RECORD EXTRACTS —

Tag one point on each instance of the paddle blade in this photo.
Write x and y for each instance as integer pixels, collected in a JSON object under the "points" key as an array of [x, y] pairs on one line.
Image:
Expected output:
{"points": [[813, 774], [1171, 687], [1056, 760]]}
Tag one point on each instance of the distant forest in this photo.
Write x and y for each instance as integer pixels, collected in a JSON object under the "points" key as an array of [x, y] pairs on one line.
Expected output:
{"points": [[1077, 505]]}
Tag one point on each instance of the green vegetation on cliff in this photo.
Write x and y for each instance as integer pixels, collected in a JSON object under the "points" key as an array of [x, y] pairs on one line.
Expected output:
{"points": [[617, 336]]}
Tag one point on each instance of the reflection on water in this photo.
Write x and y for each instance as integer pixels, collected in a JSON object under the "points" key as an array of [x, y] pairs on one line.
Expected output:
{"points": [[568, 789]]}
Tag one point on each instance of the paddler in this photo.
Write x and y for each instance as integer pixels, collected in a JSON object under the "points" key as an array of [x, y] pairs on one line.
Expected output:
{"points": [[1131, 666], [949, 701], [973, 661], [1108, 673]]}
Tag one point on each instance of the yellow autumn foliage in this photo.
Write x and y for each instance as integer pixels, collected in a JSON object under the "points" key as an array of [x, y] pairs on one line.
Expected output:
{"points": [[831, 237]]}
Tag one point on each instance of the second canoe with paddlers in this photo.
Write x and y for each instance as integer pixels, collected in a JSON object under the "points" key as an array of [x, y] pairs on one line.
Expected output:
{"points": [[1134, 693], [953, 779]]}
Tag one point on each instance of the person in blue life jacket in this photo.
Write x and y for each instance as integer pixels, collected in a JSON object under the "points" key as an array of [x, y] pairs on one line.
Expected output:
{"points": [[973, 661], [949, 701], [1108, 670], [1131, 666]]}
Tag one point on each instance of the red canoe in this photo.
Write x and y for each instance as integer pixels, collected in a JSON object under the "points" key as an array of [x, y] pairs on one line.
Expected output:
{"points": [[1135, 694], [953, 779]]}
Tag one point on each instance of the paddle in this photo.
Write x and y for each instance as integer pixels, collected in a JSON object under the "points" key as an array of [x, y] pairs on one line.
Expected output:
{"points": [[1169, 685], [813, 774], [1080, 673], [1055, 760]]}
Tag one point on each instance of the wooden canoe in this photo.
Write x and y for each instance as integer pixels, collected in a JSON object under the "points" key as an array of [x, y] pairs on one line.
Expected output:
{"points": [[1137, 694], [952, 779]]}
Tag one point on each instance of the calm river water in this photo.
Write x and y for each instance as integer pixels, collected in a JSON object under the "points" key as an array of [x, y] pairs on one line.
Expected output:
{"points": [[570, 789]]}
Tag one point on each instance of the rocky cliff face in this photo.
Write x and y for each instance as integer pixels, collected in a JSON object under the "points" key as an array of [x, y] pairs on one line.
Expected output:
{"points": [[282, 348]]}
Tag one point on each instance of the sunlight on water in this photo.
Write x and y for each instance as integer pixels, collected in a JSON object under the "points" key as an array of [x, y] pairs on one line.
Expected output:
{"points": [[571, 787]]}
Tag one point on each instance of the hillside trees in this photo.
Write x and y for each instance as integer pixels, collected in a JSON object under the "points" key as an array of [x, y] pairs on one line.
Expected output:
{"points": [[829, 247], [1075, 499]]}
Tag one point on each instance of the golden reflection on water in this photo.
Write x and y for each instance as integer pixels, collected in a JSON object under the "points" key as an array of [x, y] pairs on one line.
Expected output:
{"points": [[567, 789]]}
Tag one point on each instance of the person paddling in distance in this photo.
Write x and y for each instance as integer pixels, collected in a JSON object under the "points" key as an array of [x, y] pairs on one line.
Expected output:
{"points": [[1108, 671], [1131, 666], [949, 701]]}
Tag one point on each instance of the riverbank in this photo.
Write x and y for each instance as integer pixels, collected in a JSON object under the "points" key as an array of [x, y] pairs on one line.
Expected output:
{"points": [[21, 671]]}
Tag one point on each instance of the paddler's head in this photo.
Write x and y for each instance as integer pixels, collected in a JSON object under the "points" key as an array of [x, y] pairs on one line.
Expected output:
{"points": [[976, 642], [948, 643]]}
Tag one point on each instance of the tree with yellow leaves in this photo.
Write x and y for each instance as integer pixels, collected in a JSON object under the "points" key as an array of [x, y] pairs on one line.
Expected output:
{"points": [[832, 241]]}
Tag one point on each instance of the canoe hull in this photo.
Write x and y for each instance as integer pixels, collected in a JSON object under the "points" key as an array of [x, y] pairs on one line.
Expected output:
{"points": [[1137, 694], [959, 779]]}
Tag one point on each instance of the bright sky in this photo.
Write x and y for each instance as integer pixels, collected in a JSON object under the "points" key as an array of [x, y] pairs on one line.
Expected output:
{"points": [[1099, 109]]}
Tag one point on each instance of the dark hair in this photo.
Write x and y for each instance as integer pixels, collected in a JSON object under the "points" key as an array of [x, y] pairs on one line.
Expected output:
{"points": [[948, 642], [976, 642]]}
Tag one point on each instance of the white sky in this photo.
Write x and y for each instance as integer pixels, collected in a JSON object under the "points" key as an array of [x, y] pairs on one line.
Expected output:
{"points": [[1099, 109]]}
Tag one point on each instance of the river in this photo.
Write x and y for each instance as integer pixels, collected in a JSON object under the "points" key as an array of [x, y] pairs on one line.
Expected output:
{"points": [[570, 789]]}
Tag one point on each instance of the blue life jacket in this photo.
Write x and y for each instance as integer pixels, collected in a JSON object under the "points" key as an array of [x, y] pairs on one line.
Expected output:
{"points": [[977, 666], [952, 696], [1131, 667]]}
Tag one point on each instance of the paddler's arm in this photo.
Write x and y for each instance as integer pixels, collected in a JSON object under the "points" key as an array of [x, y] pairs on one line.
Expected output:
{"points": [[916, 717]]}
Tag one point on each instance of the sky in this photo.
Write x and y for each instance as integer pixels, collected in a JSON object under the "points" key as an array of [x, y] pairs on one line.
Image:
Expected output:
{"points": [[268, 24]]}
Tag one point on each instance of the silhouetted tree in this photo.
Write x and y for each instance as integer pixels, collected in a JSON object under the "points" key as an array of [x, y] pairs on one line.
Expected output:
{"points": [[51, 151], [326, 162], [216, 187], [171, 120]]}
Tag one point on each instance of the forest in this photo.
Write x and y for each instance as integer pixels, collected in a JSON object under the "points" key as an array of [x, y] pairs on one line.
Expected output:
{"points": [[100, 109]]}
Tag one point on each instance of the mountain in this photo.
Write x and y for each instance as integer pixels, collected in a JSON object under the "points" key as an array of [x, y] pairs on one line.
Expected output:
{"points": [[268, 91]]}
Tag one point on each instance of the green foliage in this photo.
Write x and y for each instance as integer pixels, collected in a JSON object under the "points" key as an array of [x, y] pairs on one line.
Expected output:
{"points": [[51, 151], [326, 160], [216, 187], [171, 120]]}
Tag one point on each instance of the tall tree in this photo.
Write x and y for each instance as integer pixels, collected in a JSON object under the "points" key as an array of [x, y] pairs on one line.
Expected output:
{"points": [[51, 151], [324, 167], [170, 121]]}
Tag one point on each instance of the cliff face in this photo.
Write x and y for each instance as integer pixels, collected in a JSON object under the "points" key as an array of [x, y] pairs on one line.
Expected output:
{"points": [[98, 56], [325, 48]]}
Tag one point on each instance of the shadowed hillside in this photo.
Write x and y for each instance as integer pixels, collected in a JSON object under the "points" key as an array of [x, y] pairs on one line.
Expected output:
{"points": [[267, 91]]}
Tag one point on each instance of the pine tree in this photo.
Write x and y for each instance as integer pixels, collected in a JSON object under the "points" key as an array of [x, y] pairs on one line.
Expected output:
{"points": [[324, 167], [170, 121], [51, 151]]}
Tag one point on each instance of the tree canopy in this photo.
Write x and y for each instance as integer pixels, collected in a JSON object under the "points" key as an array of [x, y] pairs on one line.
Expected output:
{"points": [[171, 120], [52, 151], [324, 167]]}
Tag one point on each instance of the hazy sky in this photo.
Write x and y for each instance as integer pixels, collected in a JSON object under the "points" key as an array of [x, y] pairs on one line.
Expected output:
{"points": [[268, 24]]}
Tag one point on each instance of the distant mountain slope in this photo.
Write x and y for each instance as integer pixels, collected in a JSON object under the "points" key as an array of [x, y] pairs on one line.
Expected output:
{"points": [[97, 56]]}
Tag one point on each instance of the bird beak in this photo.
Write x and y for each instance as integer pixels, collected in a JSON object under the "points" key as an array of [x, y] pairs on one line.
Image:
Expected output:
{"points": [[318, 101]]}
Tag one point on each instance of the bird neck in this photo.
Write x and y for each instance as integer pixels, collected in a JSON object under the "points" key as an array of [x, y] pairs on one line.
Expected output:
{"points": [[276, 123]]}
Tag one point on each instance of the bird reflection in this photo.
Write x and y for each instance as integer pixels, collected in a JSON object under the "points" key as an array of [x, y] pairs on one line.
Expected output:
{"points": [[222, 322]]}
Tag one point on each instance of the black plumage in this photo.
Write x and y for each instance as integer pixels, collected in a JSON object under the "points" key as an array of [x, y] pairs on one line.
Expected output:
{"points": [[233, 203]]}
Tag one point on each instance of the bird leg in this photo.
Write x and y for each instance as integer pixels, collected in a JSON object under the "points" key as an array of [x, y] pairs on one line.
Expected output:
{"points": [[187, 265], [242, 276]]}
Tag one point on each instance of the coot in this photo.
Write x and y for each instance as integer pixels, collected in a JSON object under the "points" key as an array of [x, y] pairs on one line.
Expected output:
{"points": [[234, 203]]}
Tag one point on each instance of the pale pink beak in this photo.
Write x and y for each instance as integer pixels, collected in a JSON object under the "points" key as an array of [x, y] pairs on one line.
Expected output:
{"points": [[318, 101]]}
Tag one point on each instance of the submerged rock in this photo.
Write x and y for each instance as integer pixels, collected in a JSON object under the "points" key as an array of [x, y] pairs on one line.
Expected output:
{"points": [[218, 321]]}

WHAT YOU WILL DO — Please copy out, word for word, everything in the listing from the line containing "Tag one point on each instance of the pale" down through the end of the listing.

RESPONSE TO THIS TASK —
Tag one point on each instance of the pale pink beak in this photo.
Write x and y for each instance as integer pixels, collected in a JSON object under the "points" key as an array of [x, y] pairs on one line.
Expected output:
{"points": [[318, 101]]}
Tag one point on each instance of the submerged rock in this photo.
Write x and y for each instance as integer pixels, collected in a JSON object under the "points" key as an array of [x, y] pairs on one line.
Expected output:
{"points": [[218, 321]]}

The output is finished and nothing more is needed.